• _Available data_
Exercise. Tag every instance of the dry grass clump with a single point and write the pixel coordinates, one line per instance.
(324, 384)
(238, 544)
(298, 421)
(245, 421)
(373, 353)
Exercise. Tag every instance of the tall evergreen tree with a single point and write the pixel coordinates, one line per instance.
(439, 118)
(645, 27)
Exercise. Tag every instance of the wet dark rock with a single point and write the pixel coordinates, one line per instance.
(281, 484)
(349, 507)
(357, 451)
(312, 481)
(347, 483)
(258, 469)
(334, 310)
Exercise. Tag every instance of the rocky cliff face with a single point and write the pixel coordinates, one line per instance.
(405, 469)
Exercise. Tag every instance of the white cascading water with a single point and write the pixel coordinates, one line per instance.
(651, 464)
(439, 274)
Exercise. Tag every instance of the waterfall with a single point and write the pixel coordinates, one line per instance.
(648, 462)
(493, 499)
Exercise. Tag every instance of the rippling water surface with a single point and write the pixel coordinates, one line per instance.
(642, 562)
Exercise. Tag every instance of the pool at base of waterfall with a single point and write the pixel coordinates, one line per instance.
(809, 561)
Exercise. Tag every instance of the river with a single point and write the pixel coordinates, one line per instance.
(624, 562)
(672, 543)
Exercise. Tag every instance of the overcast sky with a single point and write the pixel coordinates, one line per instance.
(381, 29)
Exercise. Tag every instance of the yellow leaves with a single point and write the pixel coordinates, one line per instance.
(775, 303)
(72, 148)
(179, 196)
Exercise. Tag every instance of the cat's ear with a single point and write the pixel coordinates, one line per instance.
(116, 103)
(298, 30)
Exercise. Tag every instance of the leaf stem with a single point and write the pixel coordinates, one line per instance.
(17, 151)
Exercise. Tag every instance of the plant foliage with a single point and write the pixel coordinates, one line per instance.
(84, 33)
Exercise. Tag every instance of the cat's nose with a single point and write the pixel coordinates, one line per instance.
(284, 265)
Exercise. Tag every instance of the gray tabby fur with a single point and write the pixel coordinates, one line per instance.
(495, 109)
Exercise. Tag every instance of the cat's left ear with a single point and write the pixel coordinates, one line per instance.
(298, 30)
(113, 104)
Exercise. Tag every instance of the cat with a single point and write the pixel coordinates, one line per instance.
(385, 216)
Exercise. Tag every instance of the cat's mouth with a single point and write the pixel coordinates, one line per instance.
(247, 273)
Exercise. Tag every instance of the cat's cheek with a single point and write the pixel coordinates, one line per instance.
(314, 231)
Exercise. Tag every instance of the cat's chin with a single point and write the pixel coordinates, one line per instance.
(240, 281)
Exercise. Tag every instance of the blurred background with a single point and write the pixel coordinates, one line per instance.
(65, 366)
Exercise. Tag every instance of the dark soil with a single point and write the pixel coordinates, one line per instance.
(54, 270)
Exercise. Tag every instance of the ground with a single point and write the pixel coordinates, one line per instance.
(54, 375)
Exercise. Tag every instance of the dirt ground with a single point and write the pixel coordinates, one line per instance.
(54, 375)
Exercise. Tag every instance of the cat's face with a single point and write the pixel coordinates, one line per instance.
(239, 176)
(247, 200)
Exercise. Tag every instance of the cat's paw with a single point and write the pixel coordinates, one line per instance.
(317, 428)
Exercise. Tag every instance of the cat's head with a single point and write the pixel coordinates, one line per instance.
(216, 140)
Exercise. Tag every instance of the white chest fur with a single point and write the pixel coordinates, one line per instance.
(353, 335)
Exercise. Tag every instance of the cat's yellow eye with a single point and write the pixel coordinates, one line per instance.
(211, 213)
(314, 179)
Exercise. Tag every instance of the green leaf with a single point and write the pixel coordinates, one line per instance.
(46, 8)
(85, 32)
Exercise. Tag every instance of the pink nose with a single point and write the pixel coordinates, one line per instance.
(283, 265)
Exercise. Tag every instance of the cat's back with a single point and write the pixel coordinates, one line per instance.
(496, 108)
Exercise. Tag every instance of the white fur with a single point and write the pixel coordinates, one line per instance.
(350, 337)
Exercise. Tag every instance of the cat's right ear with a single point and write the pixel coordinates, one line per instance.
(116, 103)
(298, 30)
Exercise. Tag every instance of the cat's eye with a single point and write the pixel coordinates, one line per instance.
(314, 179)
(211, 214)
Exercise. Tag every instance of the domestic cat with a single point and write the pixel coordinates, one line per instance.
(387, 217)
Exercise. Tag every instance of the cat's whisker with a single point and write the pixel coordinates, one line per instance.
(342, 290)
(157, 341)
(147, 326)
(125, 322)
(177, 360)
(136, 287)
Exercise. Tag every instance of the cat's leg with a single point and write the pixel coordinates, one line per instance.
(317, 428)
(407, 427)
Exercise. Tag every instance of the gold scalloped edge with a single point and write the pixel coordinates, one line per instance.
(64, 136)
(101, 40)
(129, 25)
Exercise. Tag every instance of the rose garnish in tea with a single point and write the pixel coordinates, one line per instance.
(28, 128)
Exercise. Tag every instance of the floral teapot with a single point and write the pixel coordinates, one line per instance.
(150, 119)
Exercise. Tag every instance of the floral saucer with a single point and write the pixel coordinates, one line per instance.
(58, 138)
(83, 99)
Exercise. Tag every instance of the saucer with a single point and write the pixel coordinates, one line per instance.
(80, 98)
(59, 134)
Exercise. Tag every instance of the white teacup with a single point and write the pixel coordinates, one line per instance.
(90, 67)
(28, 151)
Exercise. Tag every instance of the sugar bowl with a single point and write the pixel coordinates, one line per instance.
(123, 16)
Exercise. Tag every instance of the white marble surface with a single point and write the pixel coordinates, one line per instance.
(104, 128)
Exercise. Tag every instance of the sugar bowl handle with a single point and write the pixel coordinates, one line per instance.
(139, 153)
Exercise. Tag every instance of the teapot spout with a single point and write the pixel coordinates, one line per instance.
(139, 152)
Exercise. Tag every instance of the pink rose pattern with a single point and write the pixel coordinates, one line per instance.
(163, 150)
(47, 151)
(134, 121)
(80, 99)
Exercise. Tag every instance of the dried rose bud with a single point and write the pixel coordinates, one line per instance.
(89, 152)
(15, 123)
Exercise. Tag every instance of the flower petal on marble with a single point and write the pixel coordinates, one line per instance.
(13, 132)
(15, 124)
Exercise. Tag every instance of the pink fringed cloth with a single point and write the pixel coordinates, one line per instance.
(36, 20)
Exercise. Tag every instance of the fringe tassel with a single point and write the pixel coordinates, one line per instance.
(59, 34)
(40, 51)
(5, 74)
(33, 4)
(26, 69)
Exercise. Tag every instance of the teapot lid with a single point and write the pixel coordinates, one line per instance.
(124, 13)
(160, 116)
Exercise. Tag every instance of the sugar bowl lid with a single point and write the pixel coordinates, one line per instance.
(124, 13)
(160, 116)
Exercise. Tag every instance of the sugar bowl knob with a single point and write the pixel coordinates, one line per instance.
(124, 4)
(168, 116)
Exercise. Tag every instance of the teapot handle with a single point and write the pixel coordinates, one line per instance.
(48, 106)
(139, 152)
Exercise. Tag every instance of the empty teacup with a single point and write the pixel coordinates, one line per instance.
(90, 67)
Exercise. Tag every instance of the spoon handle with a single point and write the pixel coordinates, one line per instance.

• _Problem to solve_
Return every entry exactly as given.

• _Output of the exercise_
Exercise. Tag every instance of the dry grass clump with a single point and write the pixel coordinates, one line per instance.
(324, 384)
(238, 544)
(298, 421)
(245, 421)
(373, 353)
Exercise. Tag every instance of the tall evergreen tree with a single point and write the pixel coordinates, one line per instance.
(439, 118)
(645, 27)
Exercise. Tag every instance of the wet dark rock with a single point and write the pixel coordinates, one line per instance.
(281, 484)
(349, 507)
(357, 451)
(312, 481)
(347, 483)
(258, 469)
(334, 310)
Exercise. Tag every instance of the rocky cliff face with a single point and write the pixel coordinates, one line per instance.
(405, 469)
Exercise. Tag every instance of the white cascading water with a single point and write the pixel coordinates, one line per instance.
(651, 464)
(439, 274)
Exercise. Tag every instance of the waterfall with a single point and write the pixel coordinates, one line per instance.
(648, 462)
(493, 499)
Exercise. Tag every instance of the rippling water surface with a single point and write the pixel coordinates, one line per instance.
(642, 562)
Exercise. Tag every instance of the pool at base of waterfall with a single point and write the pixel coordinates, one line per instance.
(809, 561)
Exercise. Tag every instance of the river with a single point and write the pixel coordinates, one line per instance.
(624, 562)
(672, 543)
Exercise. Tag every instance of the overcast sky with a single point and write the pixel coordinates, one line per instance.
(381, 29)
Exercise. Tag every instance of the yellow leaves with a single point and write the pixel coordinates, one line per instance.
(775, 303)
(72, 148)
(179, 196)
Exercise. Tag every instance of the cat's ear with a single point and write the pixel coordinates, one line per instance.
(116, 103)
(298, 30)
Exercise. Tag every instance of the leaf stem with a single point and write the pixel coordinates, one line per instance.
(17, 151)
Exercise. Tag every instance of the plant foliage with a single point and write the pixel coordinates, one line per instance.
(84, 33)
Exercise. Tag every instance of the cat's nose with a single point and write the pixel coordinates, one line per instance.
(284, 265)
Exercise. Tag every instance of the gray tabby fur with a single point and write the pixel coordinates, one line per instance.
(495, 109)
Exercise. Tag every instance of the cat's left ear with a single point and write the pixel coordinates, one line per instance.
(298, 30)
(113, 104)
Exercise. Tag every instance of the cat with a single point and write the pixel coordinates, one line per instance.
(385, 216)
Exercise. Tag every instance of the cat's mouth with a single point and write the pixel coordinates, one line per instance.
(247, 273)
Exercise. Tag every instance of the cat's cheek with a single point and write the pixel coordinates, one line per instance.
(314, 231)
Exercise. Tag every instance of the cat's chin with a single point and write the pixel coordinates, one line per instance.
(240, 281)
Exercise. Tag every instance of the blurred background with a single point and write the pixel coordinates, one line per instance.
(65, 366)
Exercise. Tag every instance of the dark soil with a single point and write the pixel coordinates, one line per instance.
(54, 270)
Exercise. Tag every instance of the ground with a single point and write the pixel coordinates, one line per instance.
(54, 375)
Exercise. Tag every instance of the dirt ground with a single point and write the pixel coordinates, one line per instance.
(54, 375)
Exercise. Tag every instance of the cat's face with a single point and write the pixel coordinates, one line per instance.
(239, 176)
(247, 200)
Exercise. Tag every instance of the cat's paw with a single point and write the pixel coordinates, one line per instance.
(317, 428)
Exercise. Tag every instance of the cat's head with a single point and write the pixel coordinates, one line per instance.
(216, 140)
Exercise. Tag every instance of the white chest fur with a single point and write the pixel coordinates, one line per instance.
(353, 335)
Exercise. Tag every instance of the cat's yellow eye with a single point and write the pixel coordinates, one line per instance.
(211, 213)
(314, 179)
Exercise. Tag every instance of the green leaf with a single point and write the pixel coordinates, one line per instance.
(46, 8)
(85, 32)
Exercise. Tag every instance of the pink nose with a single point and write the pixel coordinates, one line per instance.
(283, 265)
Exercise. Tag every instance of the cat's back with a single point and write the pixel coordinates, one line per instance.
(496, 108)
Exercise. Tag every instance of the white fur with a single point and write the pixel coordinates, one line per instance.
(350, 337)
Exercise. Tag every instance of the cat's right ear with a single point and write the pixel coordinates, one line per instance.
(116, 103)
(298, 30)
Exercise. Tag every instance of the cat's eye with a single point and write the pixel coordinates, one line per instance.
(314, 179)
(211, 214)
Exercise. Tag every instance of the domestic cat with a single point and write the pixel coordinates, one line per instance.
(387, 217)
Exercise. Tag every instance of the cat's whisker with a single point and write the pixel coordinates, one line per instance.
(342, 290)
(157, 341)
(147, 326)
(125, 322)
(177, 360)
(136, 287)
Exercise. Tag every instance of the cat's leg with a single point and write the pixel coordinates, one line per instance.
(317, 428)
(407, 427)
Exercise. Tag every instance of the gold scalloped edge with a single point and write the pixel coordinates, one line per instance.
(64, 136)
(101, 40)
(129, 25)
Exercise. Tag every instance of the rose garnish in tea with a single point and write the pixel coordinates, one line per instance.
(28, 128)
Exercise. Tag every instance of the floral teapot with a single point and write the pixel coordinates, one line per instance.
(150, 119)
Exercise. Tag every instance of the floral saucer with a single point and write the pixel coordinates, one line per instance.
(58, 138)
(83, 99)
Exercise. Tag every instance of the saucer with a single point and write the pixel coordinates, one line per instance.
(80, 98)
(59, 134)
Exercise. Tag every instance of the white teacup with a single point and write the pixel coordinates, one line per instance.
(90, 67)
(28, 151)
Exercise. Tag every instance of the sugar bowl with a single point and write the pixel coordinates, one line per instance.
(123, 16)
Exercise. Tag every instance of the white marble surface with a single point and write the pixel coordinates, one line per instance.
(104, 128)
Exercise. Tag every instance of the sugar bowl handle with a single point and write the pixel coordinates, one line per instance.
(139, 153)
Exercise. Tag every instance of the teapot spout with a single point and write the pixel coordinates, one line per instance.
(139, 152)
Exercise. Tag every instance of the pink rose pattern with a single point and write the pixel coordinates, one line per instance.
(163, 150)
(47, 151)
(134, 121)
(80, 99)
Exercise. Tag every instance of the dried rose bud with a single point and write the pixel coordinates, one line per instance.
(89, 152)
(15, 123)
Exercise. Tag every instance of the flower petal on marble with a single point and write the pixel coordinates, one line per instance.
(13, 132)
(15, 124)
Exercise. Tag every instance of the pink fringed cloth with a single point and write the pixel coordinates, one line per instance.
(36, 20)
Exercise. Tag every instance of the fringe tassel with a single point and write the pixel coordinates, one line per instance.
(59, 34)
(40, 51)
(5, 74)
(33, 4)
(26, 69)
Exercise. Tag every instance of the teapot lid with a single point and write the pixel coordinates, one line per instance.
(124, 13)
(160, 116)
Exercise. Tag every instance of the sugar bowl lid with a single point and write the pixel coordinates, one line per instance.
(124, 13)
(160, 116)
Exercise. Tag every instance of the sugar bowl knob with a single point and write the pixel coordinates, one line per instance.
(124, 4)
(168, 116)
Exercise. Tag every instance of the teapot handle with a single point and write the pixel coordinates, one line per instance.
(48, 106)
(139, 152)
Exercise. Tag every instance of the empty teacup with a single point and write the pixel coordinates, one line per instance.
(90, 67)
Exercise. Tag every instance of the spoon handle with a single point and write the pixel coordinates, one line per instance.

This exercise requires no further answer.